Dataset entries
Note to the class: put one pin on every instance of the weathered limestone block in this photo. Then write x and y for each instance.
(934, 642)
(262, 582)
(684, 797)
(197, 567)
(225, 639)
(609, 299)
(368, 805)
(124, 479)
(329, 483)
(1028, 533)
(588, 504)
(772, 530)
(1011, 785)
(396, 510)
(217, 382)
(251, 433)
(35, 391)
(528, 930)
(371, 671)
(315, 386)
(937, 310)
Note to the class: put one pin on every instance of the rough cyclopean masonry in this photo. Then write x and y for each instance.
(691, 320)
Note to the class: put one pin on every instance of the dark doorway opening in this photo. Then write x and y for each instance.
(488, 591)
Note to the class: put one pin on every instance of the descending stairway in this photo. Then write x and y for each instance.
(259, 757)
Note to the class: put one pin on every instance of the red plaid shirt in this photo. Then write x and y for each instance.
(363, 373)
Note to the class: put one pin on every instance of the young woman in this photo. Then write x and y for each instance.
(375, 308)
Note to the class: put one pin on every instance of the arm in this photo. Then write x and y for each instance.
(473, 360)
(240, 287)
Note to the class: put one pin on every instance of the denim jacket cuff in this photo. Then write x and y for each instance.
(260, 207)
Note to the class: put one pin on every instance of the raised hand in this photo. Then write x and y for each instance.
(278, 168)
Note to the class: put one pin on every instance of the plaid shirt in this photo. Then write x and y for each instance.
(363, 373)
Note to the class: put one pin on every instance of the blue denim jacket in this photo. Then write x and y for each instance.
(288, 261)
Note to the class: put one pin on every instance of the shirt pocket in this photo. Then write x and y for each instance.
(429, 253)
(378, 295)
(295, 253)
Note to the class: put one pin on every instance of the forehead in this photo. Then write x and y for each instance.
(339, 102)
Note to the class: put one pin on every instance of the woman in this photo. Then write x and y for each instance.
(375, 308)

> [Work instruction]
Write out the data exactly as it stands.

> [Result for this exercise]
Note to the class: put one pin on every instance of the weathered limestone block in this photo. Then write x and y for each instance.
(934, 642)
(262, 582)
(684, 797)
(197, 567)
(225, 639)
(609, 299)
(368, 805)
(124, 479)
(329, 483)
(1028, 533)
(588, 504)
(772, 530)
(1011, 785)
(396, 510)
(217, 382)
(251, 433)
(35, 391)
(528, 930)
(371, 671)
(315, 386)
(937, 310)
Note to the class: put one pin on every instance of the rough cyclopean masonry in this photo. Then write x and y for each instance.
(691, 320)
Note to the class: put one pin on every instance of the dark doorway opening in this photo. Then write x and y for each instance.
(488, 591)
Note to the class: put one pin on every instance of the descending stairway in this photo. Then write x and y for each instance.
(259, 757)
Note to the class: put one pin on every instance of the red plaid shirt in this photo. Then write x and y for each instance.
(363, 373)
Note to the class: put one pin on every instance of the young woman in this photo. Then write x and y for each instance.
(375, 308)
Note to the class: put one pin on every instance of the arm in this photo. Then write x and y for each instance.
(473, 360)
(240, 287)
Note to the class: put one pin on every instance of the denim jacket cuff in this photo. Then write x and y for each instance.
(260, 207)
Note to the class: put one pin on every instance of the raised hand in this photo. Then write x and y for each instance.
(278, 168)
Note to the class: put one pin on every instance of the plaid shirt in this photo. Then write x and y for each instance.
(363, 373)
Note to the class: put one pin on every instance of the blue denim jacket in this photo. Then write x and y for each instance.
(288, 261)
Note to the class: put one pin on every instance of the shirt pocket in this photo. Then write x and y for each instance.
(429, 253)
(378, 295)
(295, 253)
Note to the class: put one pin on every instance of the forehead in this photo. Then write x and y for each instance.
(339, 102)
Note to the class: put one pin on every instance of the woman in this photo. Then write x and y for each instance.
(375, 308)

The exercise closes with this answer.